[Collected data]

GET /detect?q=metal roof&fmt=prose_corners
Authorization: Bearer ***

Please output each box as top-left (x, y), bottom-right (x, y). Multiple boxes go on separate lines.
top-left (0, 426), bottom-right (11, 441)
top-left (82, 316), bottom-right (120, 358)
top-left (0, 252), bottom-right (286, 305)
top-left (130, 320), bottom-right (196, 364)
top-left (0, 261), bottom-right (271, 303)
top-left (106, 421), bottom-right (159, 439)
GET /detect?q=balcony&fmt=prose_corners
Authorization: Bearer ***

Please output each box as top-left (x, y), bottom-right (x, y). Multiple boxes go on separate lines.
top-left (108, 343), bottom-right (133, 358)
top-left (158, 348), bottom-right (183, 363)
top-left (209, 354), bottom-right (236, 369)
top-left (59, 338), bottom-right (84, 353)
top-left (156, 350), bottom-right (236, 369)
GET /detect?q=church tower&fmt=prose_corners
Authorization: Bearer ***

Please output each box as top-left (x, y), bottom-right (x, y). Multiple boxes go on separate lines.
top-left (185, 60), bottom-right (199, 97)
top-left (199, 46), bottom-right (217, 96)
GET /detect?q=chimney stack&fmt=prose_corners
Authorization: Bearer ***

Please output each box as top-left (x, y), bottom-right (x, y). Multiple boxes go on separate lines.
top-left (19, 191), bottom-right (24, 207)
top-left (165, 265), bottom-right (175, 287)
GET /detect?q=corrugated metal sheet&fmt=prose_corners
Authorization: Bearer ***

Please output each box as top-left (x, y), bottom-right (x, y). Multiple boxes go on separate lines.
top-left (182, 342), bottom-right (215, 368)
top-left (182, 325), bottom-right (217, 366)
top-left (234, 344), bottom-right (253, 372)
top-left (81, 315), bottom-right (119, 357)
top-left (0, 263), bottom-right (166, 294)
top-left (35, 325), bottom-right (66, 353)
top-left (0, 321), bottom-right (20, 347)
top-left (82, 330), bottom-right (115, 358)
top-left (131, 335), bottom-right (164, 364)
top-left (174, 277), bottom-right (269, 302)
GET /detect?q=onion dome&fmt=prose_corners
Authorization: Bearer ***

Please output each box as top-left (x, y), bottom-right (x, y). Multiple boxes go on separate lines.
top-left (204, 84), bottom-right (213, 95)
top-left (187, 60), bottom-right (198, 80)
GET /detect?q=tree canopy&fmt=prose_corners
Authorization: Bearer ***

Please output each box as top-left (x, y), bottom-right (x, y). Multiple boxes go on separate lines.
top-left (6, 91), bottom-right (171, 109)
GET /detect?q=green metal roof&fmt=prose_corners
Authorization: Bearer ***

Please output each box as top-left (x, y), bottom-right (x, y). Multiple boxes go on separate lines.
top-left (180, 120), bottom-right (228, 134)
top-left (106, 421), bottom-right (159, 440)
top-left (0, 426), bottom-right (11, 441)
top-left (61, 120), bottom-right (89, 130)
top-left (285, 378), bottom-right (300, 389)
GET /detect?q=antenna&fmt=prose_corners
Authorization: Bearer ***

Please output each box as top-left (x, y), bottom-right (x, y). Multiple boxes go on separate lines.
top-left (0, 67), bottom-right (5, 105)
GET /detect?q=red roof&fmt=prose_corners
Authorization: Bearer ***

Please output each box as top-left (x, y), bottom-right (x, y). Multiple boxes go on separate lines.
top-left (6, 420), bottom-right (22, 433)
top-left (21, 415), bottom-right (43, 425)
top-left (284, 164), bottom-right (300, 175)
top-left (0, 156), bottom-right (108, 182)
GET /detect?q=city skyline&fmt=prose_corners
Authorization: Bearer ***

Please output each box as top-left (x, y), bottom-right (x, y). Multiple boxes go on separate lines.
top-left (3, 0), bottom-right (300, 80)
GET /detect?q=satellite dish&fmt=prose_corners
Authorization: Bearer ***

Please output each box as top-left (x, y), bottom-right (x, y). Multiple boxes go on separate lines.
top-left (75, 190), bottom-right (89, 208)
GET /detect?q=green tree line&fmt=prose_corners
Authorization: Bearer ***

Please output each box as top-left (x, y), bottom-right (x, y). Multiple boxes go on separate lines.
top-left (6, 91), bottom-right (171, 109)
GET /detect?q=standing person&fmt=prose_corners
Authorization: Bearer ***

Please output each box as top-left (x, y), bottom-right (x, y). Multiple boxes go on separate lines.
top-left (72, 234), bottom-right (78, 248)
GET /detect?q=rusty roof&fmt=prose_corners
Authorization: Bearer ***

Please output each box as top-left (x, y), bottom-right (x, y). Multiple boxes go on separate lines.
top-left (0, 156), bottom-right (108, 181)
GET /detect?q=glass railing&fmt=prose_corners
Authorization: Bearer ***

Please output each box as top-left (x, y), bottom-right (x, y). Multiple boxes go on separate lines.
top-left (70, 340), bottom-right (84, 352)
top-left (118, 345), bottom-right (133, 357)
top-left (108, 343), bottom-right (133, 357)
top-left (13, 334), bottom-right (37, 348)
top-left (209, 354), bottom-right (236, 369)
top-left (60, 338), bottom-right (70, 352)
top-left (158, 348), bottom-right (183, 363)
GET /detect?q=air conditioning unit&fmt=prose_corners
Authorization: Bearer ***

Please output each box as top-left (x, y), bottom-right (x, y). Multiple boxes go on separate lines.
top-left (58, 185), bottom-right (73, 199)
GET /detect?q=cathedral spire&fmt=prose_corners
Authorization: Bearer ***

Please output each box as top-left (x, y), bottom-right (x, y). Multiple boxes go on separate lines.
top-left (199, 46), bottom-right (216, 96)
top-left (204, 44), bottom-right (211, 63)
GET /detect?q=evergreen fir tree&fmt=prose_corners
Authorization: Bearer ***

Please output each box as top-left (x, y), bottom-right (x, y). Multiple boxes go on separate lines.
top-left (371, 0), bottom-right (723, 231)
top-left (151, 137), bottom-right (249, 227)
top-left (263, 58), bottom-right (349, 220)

TASK:
For the entries shown above, give the number of lines that include the word "roof", without any other text.

TASK SOLUTION:
4